=== What you are asked to do ===
Set out every line of the rows below as a JSON list of strings, one string per line, and leave out the blank lines.

=== Input for this task ===
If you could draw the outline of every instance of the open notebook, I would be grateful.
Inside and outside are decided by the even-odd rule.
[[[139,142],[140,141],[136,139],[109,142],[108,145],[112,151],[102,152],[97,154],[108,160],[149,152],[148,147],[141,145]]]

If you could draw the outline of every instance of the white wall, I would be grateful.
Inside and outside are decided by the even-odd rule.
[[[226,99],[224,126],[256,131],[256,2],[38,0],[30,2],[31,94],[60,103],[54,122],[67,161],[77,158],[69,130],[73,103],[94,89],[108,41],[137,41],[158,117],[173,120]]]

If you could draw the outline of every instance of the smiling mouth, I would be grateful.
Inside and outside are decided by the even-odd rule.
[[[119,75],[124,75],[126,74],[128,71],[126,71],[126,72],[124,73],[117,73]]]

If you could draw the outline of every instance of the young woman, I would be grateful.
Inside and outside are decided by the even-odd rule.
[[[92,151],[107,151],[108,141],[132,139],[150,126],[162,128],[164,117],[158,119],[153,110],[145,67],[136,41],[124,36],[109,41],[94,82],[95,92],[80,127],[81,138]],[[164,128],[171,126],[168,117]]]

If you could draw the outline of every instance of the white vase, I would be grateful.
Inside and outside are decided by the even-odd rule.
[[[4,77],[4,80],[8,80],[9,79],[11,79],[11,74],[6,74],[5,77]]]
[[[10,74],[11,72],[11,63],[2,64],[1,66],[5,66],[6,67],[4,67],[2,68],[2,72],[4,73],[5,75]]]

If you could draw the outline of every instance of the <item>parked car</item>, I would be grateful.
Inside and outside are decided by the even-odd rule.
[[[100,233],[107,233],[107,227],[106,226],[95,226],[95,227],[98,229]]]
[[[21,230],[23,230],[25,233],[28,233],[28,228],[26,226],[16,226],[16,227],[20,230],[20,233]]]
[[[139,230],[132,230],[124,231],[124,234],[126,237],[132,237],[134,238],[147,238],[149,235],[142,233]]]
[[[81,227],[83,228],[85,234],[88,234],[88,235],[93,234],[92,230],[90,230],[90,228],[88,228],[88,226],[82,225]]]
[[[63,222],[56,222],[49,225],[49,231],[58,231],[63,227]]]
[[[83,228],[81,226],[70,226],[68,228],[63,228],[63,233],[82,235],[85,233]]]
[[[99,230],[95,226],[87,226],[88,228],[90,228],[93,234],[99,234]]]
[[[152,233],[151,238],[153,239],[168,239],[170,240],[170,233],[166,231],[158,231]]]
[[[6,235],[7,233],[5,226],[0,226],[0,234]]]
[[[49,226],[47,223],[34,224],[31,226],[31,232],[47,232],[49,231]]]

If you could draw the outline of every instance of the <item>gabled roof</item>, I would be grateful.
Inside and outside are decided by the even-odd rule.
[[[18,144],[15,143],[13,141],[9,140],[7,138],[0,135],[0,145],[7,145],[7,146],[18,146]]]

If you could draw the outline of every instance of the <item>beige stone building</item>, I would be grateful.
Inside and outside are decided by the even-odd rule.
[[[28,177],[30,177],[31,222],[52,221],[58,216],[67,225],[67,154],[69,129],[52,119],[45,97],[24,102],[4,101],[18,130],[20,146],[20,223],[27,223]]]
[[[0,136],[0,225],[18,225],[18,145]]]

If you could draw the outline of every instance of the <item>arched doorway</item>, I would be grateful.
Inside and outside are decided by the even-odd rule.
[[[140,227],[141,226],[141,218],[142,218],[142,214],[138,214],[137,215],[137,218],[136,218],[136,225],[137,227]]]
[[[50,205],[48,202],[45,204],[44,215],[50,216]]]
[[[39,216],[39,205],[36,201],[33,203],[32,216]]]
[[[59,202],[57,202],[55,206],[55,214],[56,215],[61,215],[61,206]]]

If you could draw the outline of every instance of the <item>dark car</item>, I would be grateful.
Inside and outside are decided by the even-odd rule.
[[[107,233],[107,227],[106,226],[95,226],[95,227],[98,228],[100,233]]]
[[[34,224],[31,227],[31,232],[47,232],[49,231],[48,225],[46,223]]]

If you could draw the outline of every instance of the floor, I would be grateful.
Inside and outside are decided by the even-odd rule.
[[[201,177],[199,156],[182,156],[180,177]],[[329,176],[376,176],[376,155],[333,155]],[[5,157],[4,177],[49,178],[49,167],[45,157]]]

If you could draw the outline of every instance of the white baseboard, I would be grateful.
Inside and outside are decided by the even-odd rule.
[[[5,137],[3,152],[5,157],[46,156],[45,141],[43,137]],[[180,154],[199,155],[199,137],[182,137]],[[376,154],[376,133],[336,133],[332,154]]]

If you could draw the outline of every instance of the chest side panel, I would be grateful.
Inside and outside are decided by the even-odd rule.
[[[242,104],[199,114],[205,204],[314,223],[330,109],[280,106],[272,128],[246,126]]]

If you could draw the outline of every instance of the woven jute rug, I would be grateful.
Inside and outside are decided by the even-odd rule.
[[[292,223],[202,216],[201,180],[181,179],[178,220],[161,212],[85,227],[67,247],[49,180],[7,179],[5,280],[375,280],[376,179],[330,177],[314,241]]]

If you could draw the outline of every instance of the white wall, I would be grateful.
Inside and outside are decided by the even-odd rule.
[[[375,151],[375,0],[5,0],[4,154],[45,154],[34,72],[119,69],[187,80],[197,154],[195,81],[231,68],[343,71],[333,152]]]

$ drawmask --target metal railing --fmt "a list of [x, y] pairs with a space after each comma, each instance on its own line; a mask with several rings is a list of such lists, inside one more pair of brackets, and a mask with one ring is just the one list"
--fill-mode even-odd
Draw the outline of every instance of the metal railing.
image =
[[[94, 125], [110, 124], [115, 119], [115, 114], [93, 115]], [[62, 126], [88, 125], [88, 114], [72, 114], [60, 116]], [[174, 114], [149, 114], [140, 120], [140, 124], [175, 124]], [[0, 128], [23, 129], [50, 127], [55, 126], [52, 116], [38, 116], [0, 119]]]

=== The solution ===
[
  "If you could draw the outline of every instance of the open notebook, I would be grateful.",
  "Inside and outside are decided by the even-odd rule.",
  "[[[139,142],[140,141],[136,139],[109,142],[108,145],[112,151],[102,152],[97,154],[108,160],[149,152],[148,147],[141,145]]]",
  "If you could draw the outline of every instance of the white wall, I would be grateful.",
  "Inside and outside are decided by the even-odd rule.",
  "[[[226,99],[224,126],[256,131],[256,2],[38,0],[30,2],[31,94],[60,103],[54,122],[67,161],[77,158],[69,130],[73,103],[94,89],[108,41],[137,41],[158,117],[173,120]]]",
  "If you could draw the outline of every instance of the smiling mouth, I would be grateful.",
  "Inside and outside are decided by the even-odd rule.",
  "[[[119,75],[124,75],[126,74],[128,71],[126,71],[126,72],[124,73],[117,73]]]",
  "If you could draw the outline of every instance of the young woman, I would be grateful.",
  "Inside and outside are decided by the even-odd rule.",
  "[[[92,151],[107,151],[108,141],[132,139],[150,126],[162,128],[164,117],[158,119],[153,110],[145,67],[136,41],[124,36],[109,41],[94,82],[95,92],[80,127],[81,138]],[[164,128],[171,126],[168,117]]]",
  "If you could draw the outline of every instance of the white vase, I would be grateful.",
  "Inside and outside are decided by the even-odd rule.",
  "[[[4,77],[4,80],[8,80],[9,79],[11,79],[11,74],[6,74],[5,77]]]",
  "[[[10,74],[11,72],[11,63],[2,64],[1,66],[5,66],[6,67],[4,67],[2,68],[2,72],[4,73],[5,75]]]",
  "If you could draw the outline of every instance of the <item>parked car</item>, I would be grateful.",
  "Inside and outside are decided by the even-odd rule.",
  "[[[100,233],[107,233],[107,227],[106,226],[95,226],[95,227],[98,229]]]",
  "[[[21,230],[23,230],[25,233],[28,233],[28,228],[26,226],[16,226],[16,227],[20,230],[20,233]]]",
  "[[[139,230],[132,230],[124,231],[124,234],[126,237],[132,237],[134,238],[147,238],[149,235],[142,233]]]",
  "[[[81,227],[83,228],[85,234],[88,234],[88,235],[93,234],[92,230],[90,230],[90,228],[88,228],[88,226],[82,225]]]",
  "[[[63,222],[56,222],[49,225],[49,231],[58,231],[63,227]]]",
  "[[[83,228],[81,226],[70,226],[68,228],[63,228],[63,233],[82,235],[85,233]]]",
  "[[[99,230],[95,226],[87,226],[88,228],[90,228],[93,234],[99,234]]]",
  "[[[152,233],[151,238],[153,239],[168,239],[170,240],[170,233],[166,231],[158,231]]]",
  "[[[6,235],[7,233],[5,226],[0,226],[0,234]]]",
  "[[[49,226],[47,223],[34,224],[31,226],[31,232],[47,232],[49,231]]]",
  "If you could draw the outline of every instance of the <item>gabled roof</item>, I would be grateful.",
  "Inside and outside are decided by the even-odd rule.",
  "[[[18,144],[15,143],[13,141],[9,140],[7,138],[0,135],[0,145],[7,145],[7,146],[18,146]]]",
  "If you could draw the outline of every instance of the <item>beige stone building</item>, I would be grateful.",
  "Inside and outside are decided by the even-odd rule.",
  "[[[28,177],[30,177],[31,222],[52,221],[58,216],[67,225],[67,154],[69,129],[52,119],[45,97],[24,102],[4,101],[18,130],[20,146],[20,223],[27,223]]]",
  "[[[0,136],[0,225],[18,225],[18,145]]]",
  "If you could draw the outline of every instance of the <item>arched doorway</item>, I would be grateful.",
  "Inside and outside are decided by the even-odd rule.",
  "[[[140,227],[141,226],[141,218],[142,218],[142,214],[138,214],[137,215],[137,218],[136,218],[136,225],[137,227]]]",
  "[[[50,205],[48,202],[45,204],[44,215],[50,216]]]",
  "[[[39,216],[39,205],[36,201],[33,203],[32,216]]]",
  "[[[59,202],[57,202],[55,206],[55,214],[56,215],[61,215],[61,206]]]",
  "If you could draw the outline of every instance of the <item>dark car</item>, I would be grateful.",
  "Inside and outside are decided by the even-odd rule.",
  "[[[107,233],[107,227],[106,226],[95,226],[95,227],[98,228],[100,233]]]",
  "[[[34,224],[31,227],[31,232],[47,232],[49,231],[48,225],[46,223]]]",
  "If you could draw the outline of every instance of the floor, I would be grateful.",
  "Inside and outside are decided by the even-odd rule.",
  "[[[201,177],[199,156],[182,156],[180,177]],[[329,176],[376,176],[376,155],[333,155]],[[5,157],[4,177],[49,178],[49,167],[45,157]]]",
  "If you could draw the outline of every instance of the white baseboard, I would be grateful.",
  "Inside and outside are decided by the even-odd rule.",
  "[[[5,137],[3,152],[5,157],[46,156],[45,141],[43,137]],[[180,154],[199,155],[199,137],[182,137]],[[376,154],[376,133],[336,133],[332,154]]]",
  "If you could draw the outline of every instance of the chest side panel, I would be grateful.",
  "Inside and outside are decided by the even-odd rule.",
  "[[[242,104],[199,114],[205,204],[314,223],[330,109],[280,106],[272,128],[246,126]]]",
  "If you could draw the outline of every instance of the woven jute rug, I would be grateful.",
  "Inside and outside are decided by the even-odd rule.",
  "[[[292,223],[202,216],[201,180],[181,179],[178,220],[161,212],[85,227],[67,247],[49,180],[7,179],[5,280],[375,280],[376,179],[330,177],[314,241]]]",
  "If you could draw the outline of every instance of the white wall, I would be grateful.",
  "Inside and outside are decided by the even-odd rule.",
  "[[[375,151],[375,0],[5,0],[4,154],[45,154],[34,72],[119,69],[187,80],[197,154],[195,81],[231,68],[343,71],[333,152]]]",
  "$ drawmask --target metal railing --fmt \"a list of [x, y] pairs with a space after each comma, each instance on its own line; a mask with several rings is a list of such lists, inside one more pair of brackets, and a mask with one ring is just the one list\"",
  "--fill-mode even-odd",
  "Draw the outline of every instance of the metal railing.",
  "image =",
  "[[[94, 125], [110, 124], [115, 119], [115, 114], [93, 115]], [[62, 126], [88, 125], [88, 114], [72, 114], [60, 116]], [[174, 114], [149, 114], [140, 120], [140, 124], [175, 124]], [[0, 128], [23, 129], [50, 127], [55, 126], [52, 116], [38, 116], [0, 119]]]"
]